#### TASK BRIEF
Print out the whole listing below exactly as it is written.

═══ SUPPLIED RECORDS ═══

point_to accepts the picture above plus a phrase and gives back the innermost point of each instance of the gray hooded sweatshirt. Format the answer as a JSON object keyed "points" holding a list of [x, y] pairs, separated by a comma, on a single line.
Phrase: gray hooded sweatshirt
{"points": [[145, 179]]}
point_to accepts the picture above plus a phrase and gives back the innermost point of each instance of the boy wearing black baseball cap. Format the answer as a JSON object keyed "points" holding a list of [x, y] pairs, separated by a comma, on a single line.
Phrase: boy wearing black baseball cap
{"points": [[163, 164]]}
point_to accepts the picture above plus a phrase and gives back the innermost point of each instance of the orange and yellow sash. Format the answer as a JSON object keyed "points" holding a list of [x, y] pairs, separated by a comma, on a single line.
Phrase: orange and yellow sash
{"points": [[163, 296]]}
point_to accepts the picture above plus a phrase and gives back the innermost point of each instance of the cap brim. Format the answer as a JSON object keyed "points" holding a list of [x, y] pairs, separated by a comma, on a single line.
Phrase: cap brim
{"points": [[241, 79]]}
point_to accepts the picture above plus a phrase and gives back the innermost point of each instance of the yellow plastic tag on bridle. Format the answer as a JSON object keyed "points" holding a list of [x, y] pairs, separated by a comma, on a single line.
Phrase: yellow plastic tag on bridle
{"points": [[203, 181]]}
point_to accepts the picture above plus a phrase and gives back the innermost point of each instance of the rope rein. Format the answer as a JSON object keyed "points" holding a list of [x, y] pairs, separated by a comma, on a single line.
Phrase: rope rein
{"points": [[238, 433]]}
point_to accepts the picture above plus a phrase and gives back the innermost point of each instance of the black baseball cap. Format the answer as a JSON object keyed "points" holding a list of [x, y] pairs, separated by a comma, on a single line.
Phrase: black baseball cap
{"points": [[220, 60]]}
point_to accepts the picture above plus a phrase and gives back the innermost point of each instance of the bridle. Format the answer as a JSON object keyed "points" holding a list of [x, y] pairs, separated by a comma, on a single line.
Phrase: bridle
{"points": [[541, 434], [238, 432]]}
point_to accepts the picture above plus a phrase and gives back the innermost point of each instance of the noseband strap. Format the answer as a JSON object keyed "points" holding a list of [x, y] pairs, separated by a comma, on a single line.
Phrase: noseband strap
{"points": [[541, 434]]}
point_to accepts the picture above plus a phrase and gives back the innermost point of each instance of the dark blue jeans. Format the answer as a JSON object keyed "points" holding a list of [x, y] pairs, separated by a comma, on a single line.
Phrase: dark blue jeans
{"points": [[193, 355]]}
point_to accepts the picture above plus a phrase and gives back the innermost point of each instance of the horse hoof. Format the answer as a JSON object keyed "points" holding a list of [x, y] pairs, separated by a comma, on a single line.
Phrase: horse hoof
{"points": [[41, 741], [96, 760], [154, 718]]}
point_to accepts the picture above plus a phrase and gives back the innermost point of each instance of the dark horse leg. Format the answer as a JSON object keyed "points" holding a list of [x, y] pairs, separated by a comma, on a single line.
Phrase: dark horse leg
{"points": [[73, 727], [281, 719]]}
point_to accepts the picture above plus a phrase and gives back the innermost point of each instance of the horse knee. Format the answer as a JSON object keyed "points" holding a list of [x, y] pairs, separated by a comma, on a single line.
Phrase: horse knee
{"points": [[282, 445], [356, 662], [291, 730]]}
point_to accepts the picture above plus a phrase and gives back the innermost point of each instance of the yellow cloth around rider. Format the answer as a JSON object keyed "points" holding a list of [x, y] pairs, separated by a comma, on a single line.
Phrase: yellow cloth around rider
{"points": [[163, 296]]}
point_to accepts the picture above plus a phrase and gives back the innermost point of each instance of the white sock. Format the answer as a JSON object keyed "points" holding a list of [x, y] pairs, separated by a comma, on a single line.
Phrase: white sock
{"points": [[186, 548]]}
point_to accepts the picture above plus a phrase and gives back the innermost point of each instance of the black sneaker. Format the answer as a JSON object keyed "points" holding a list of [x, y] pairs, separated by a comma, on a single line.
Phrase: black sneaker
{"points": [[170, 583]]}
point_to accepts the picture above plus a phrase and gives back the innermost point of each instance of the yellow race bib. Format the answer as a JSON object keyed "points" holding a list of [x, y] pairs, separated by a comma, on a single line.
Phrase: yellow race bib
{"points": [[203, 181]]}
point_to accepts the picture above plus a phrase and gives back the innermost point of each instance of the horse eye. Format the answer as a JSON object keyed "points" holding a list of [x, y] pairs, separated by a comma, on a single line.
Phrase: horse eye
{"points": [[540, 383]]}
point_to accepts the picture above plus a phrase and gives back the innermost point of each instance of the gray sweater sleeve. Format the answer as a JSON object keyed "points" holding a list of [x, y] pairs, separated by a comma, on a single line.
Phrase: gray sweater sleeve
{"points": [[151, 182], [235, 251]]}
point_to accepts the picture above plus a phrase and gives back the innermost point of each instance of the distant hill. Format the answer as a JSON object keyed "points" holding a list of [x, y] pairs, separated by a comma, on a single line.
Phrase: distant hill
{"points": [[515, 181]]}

═══

#### ANSWER TO THIS EXERCISE
point_to accepts the picture above plus a phrase and gives back the innermost point of each instance of the gray hooded sweatshirt. Format the answer as a JSON object keyed "points" holding a list of [x, y] pairs, separated by a comma, on a single line.
Phrase: gray hooded sweatshirt
{"points": [[145, 179]]}
point_to accepts the picture above plus a phrase and gives back the innermost point of each instance of the boy wearing black baseball cap. Format the answer as a JSON object keyed "points" holding a list of [x, y] pairs, separated by a comma, on a single line.
Phrase: boy wearing black baseball cap
{"points": [[163, 164]]}
point_to accepts the picture above plus a phrase and gives back the innermost point of each instance of the orange and yellow sash. Format the answer as a JSON object keyed "points" holding a list of [x, y] pairs, separated by a comma, on a single line.
Phrase: orange and yellow sash
{"points": [[163, 296]]}
point_to accepts the picture above plus a phrase and gives back the innermost point of each instance of the cap brim. Format the answer as a JSON object keyed "points" holding a list of [x, y] pairs, separated by a comma, on a single line.
Phrase: cap brim
{"points": [[241, 79]]}
point_to accepts the picture above plus a phrase and gives back the innermost point of each instance of the yellow plastic tag on bridle. Format the answer as a JSON object keyed "points" holding a list of [x, y] pairs, separated by a comma, on a single line.
Phrase: yellow plastic tag on bridle
{"points": [[203, 181]]}
point_to accepts the picture above plus a phrase and gives back the innermost point of each instance of the rope rein. Format the answer as a JSON object keyed "points" holding a list of [x, y] pairs, separated by a comma, on a single line.
Phrase: rope rein
{"points": [[238, 433]]}
point_to accepts the picture above plus a phrase and gives back the innermost point of each instance of the black baseball cap. Format the answer as a JSON object keyed "points" holding a list of [x, y] pairs, separated by a comma, on a single line.
Phrase: black baseball cap
{"points": [[220, 60]]}
point_to accepts the picture above plus a phrase and gives back the innermost point of each instance of the bridle. Format the answer as a JSON object keyed "points" holding a list of [x, y] pairs, separated by a comma, on a single line.
Phrase: bridle
{"points": [[541, 434], [238, 432]]}
point_to accepts the picture above plus a phrase and gives back the innermost point of each instance of the noseband strap. Format the answer as a JSON object keyed "points" holding a list of [x, y] pairs, separated by a comma, on a single line.
Phrase: noseband strap
{"points": [[541, 434]]}
point_to accepts the picture above plus a phrase and gives back the innermost point of each instance of the dark blue jeans. Format the answer as a JSON object keyed "points" holding a list of [x, y] pairs, separated by a comma, on a single line.
Phrase: dark blue jeans
{"points": [[193, 355]]}
point_to accepts the picture above plus a phrase and gives back the innermost point of each instance of the horse hoof. Format the answer as a JSON object keyed "points" holding a list of [x, y] pairs, separated by a comma, on a single line.
Phrase: horse hoof
{"points": [[41, 741], [96, 760], [154, 718]]}
point_to accepts the picture above plus a phrase and gives back the innermost point of each instance of the dark horse leg. Format the answer as a JSON object keyed "points" holding a list of [x, y] pairs, separated by a comma, on a single line.
Phrase: dark horse leg
{"points": [[73, 727], [281, 719]]}
point_to accepts the picture above plus a phrase and gives back the innermost point of each instance of the horse knee. Format the answer as a JSON object keyed "points" holding a list of [x, y] pairs, separated by a comma, on a single line.
Phrase: horse knee
{"points": [[282, 445], [356, 662], [291, 730]]}
point_to accepts the picture above plus a phrase and gives back the innermost point of each instance of the yellow cloth around rider. Format the answer as a JSON object keyed "points" holding a list of [x, y] pairs, separated by a comma, on a single line.
Phrase: yellow cloth around rider
{"points": [[163, 296]]}
point_to accepts the picture above plus a phrase and gives back the innermost point of each instance of the white sock. Format the answer as a JSON object keyed "points" holding a list of [x, y] pairs, separated by a comma, on a single line.
Phrase: white sock
{"points": [[186, 548]]}
point_to accepts the picture above plus a phrase and gives back the innermost point of each instance of the black sneaker. Format the answer as a JSON object keyed "points" holding a list of [x, y] pairs, separated by a comma, on a single line.
Phrase: black sneaker
{"points": [[170, 583]]}
point_to accepts the picture above plus a phrase and gives back the innermost point of each instance of the yellow race bib. Format the answer as a JSON object keyed "points" holding a list of [x, y] pairs, separated by a comma, on a single line.
Phrase: yellow race bib
{"points": [[203, 181]]}
point_to accepts the picture above plus a phrase and gives back the innermost point of each instance of the horse eye. Format the answer as a JSON object keyed "points" holding a list of [x, y] pairs, separated by a comma, on a single line.
Phrase: horse eye
{"points": [[540, 383]]}
point_to accepts the picture above plus a phrase and gives back the innermost point of each instance of the gray sweater sleeve. Format the answer as a JSON object keyed "points" holding a list of [x, y] pairs, separated by a comma, on a single line.
Phrase: gray sweater sleeve
{"points": [[151, 182], [235, 251]]}
point_to accepts the picture above plus a phrase and gives back the innermost point of each instance of the distant hill. Format the answer as a JSON object keyed "points" holding a list of [x, y] pairs, separated by a comma, on a single line.
Phrase: distant hill
{"points": [[515, 181]]}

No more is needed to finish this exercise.